• _EXTRACT TO READ_:
————
By the following April, she said she felt like she was back and ready to contend for a spot on the 2016 Olympic Team.
And then a health scare eventually caused her to re-examine the importance of swimming in her life. By the end of 2015, she was forced to retire and her bid for a third Olympics was over.
“A week and a half before (Phillips 66 USA Swimming) National Championships (in 2014), I had a soreness in my calf; when I landed in Irvine, there was a tightness in my chest," she said. "Two days later, I swam the prelims of the 100 free and the spasms after that in my rib area were so painful that I passed out.”
Anderson withdrew from the rest of the meet, and flew back home. She saw her doctor and was initially diagnosed with pneumonia, asthma and several other ailments, but she knew something was still wrong.
“No one did a blood test at any of those early appointments, and when things still weren’t improving, I went back to the doctor and demanded one be done to find out what was wrong,” she said. “The doctor did a CAT scan and found two blood clots in my lungs, and that’s when I realized I had some choices to make with my future in swimming.
“I was still thinking, ‘I’ve got to handle these clots and get back in the pool’ because Trials were the following spring. I was put on blood thinners so my body would absorb the clots, but there were still moments when I would get extra breathless, and I couldn’t keep swimming.”
By the fall of 2015, Anderson said she knew she needed to make a decision, and since she still wasn’t able to swim at the levels she wanted and needed to, she decided to retire.
That same year, she married longtime sweetheart (and former Michigan State football player) Todd Anderson, and she’s been living a new kind of dream ever since.
“It took some time for me to transition from Katie the swimmer to Katie the non-swimmer,” she said. “It really does become part of who you are and how you see yourself in the context of the world, so when you no longer have that in your life, there’s a bit of a mourning period before you’re ready to move forward.
“I was able to partner with Xarelto to do a year-long national campaign, commercial and media tour to bring awareness around Pulmonary Embolism which was the silver lining to all of it.”
————
• _COMPLETE THE FOLLOWING_:
1. Copy the swimming passage from "Anderson withdrew from" up to and including "future in swimming.", but replace "doctor" with "physician" wherever it appears.
2. Translate this sentence from the swimming passage into Spanish: "By the fall of 2015, Anderson said she knew she needed to make a decision, and since she still wasn’t able to swim at the levels she wanted and needed to, she decided to retire."
The saved entries here have no connection to the swimming passage.

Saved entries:
————
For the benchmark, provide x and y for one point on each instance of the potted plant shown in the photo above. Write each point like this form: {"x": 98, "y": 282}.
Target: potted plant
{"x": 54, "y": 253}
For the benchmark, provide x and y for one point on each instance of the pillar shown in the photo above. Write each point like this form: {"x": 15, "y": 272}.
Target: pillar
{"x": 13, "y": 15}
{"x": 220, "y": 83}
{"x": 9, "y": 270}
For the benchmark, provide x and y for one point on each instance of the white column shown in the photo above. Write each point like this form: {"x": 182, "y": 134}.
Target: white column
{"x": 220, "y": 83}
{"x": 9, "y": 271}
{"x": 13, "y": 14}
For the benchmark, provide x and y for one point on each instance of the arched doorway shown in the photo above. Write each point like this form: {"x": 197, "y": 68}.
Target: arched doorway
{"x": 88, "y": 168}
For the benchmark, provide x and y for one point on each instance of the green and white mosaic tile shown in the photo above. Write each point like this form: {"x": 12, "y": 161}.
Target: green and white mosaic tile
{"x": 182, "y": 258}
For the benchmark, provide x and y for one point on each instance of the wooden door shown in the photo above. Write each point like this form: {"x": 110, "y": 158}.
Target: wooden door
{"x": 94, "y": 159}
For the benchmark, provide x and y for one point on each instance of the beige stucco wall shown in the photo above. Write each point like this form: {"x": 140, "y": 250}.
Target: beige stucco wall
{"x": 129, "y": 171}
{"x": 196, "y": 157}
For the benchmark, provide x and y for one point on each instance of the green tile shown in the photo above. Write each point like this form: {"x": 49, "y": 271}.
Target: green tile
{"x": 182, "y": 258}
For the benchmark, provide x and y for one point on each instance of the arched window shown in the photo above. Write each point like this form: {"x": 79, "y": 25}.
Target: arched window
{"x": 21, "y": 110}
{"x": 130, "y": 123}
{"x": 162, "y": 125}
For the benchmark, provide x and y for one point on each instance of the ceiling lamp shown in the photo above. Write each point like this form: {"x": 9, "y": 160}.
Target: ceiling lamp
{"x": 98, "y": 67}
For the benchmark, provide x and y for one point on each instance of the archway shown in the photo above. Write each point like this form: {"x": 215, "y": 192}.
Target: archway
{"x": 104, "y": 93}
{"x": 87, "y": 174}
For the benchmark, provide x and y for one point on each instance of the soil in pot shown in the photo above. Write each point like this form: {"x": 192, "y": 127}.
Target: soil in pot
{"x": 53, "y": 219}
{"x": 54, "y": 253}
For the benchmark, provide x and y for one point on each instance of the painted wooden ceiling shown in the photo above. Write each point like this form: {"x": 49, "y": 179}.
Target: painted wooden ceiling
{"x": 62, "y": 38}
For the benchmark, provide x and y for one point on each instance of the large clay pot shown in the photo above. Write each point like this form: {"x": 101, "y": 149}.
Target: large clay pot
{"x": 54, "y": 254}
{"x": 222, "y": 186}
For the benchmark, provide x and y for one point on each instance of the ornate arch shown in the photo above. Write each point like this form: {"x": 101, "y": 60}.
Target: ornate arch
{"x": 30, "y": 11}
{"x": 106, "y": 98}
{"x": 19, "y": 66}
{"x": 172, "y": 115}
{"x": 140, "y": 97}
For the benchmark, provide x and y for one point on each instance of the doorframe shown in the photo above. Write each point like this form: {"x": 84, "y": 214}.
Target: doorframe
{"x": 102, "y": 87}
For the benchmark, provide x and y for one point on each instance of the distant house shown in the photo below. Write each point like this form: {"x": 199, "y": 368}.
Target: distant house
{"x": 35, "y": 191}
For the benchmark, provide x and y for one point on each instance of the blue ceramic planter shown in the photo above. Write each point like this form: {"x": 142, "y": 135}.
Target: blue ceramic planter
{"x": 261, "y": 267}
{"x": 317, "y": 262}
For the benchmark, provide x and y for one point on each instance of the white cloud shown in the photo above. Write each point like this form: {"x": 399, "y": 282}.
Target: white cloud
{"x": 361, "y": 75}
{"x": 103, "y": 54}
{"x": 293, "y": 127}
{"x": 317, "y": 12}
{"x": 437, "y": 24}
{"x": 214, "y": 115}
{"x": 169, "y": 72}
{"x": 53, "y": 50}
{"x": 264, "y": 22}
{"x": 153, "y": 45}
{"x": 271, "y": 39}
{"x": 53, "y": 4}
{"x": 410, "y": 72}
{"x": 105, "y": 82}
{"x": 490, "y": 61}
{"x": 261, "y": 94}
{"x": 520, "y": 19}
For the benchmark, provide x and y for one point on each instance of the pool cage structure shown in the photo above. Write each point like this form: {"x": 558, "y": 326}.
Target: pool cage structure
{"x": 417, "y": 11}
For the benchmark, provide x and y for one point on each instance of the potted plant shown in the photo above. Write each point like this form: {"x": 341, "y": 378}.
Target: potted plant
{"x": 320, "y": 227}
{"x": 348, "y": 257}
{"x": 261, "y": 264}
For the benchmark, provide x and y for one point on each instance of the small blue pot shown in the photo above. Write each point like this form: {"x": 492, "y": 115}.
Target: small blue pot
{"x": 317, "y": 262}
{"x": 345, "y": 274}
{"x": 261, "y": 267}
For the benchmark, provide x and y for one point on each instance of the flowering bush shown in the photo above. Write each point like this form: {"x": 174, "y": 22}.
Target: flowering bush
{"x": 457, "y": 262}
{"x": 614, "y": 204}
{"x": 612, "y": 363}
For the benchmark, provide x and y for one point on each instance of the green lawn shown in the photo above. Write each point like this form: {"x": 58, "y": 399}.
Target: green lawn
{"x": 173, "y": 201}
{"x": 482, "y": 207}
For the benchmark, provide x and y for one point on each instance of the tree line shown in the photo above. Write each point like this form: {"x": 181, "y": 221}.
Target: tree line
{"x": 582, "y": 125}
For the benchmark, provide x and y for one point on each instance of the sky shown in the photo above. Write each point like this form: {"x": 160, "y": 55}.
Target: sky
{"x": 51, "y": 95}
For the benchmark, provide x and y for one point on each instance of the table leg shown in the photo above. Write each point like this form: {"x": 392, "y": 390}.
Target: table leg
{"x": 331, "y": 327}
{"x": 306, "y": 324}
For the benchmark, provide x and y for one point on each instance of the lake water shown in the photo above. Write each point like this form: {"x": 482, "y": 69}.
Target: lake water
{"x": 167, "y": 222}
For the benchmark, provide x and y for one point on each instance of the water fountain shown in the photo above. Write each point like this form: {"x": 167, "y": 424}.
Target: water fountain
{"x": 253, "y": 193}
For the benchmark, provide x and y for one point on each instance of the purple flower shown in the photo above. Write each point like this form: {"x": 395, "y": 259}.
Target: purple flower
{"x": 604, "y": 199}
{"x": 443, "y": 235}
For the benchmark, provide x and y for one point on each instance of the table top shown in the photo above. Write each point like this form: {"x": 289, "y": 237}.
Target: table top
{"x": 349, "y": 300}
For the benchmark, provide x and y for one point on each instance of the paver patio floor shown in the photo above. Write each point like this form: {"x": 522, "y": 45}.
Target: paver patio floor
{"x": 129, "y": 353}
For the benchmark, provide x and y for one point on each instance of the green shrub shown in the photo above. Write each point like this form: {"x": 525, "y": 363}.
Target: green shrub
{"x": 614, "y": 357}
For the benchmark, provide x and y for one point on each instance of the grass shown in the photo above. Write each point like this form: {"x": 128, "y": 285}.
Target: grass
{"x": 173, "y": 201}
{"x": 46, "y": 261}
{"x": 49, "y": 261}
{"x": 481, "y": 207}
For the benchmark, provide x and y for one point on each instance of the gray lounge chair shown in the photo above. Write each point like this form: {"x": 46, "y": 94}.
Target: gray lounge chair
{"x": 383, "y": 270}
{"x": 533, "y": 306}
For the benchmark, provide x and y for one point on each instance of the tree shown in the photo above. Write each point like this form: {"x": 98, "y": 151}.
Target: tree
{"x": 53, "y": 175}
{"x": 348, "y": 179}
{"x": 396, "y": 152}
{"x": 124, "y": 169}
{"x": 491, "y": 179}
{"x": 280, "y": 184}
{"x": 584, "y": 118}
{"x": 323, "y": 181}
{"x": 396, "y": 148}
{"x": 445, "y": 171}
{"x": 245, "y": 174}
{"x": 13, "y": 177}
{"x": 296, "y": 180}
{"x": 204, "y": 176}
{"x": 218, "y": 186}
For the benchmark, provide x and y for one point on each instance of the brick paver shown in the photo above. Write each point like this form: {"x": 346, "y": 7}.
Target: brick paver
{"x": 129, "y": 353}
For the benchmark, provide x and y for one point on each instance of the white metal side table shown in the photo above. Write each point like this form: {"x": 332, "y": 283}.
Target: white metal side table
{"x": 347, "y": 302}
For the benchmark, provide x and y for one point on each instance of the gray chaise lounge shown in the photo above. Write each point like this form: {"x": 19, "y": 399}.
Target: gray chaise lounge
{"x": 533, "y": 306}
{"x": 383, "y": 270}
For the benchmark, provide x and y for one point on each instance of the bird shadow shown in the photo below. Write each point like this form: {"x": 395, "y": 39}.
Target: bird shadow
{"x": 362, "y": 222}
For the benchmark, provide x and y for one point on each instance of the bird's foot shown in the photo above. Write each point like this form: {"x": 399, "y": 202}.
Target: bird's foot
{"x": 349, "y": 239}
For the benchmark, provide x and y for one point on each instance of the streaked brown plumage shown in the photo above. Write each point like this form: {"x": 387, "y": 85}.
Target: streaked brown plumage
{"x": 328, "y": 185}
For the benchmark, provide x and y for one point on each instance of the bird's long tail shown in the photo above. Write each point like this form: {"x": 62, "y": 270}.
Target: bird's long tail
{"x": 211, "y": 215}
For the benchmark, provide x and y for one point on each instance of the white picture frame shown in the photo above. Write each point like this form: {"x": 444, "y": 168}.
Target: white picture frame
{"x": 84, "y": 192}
————
• _ANSWERS BY ITEM NUMBER_:
1.
Anderson withdrew from the rest of the meet, and flew back home. She saw her physician and was initially diagnosed with pneumonia, asthma and several other ailments, but she knew something was still wrong.
“No one did a blood test at any of those early appointments, and when things still weren’t improving, I went back to the physician and demanded one be done to find out what was wrong,” she said. “The physician did a CAT scan and found two blood clots in my lungs, and that’s when I realized I had some choices to make with my future in swimming.

2. Para el otoño de 2015, Anderson dijo que sabía que necesitaba tomar una decisión y, como todavía no podía nadar al nivel que quería y necesitaba, decidió retirarse.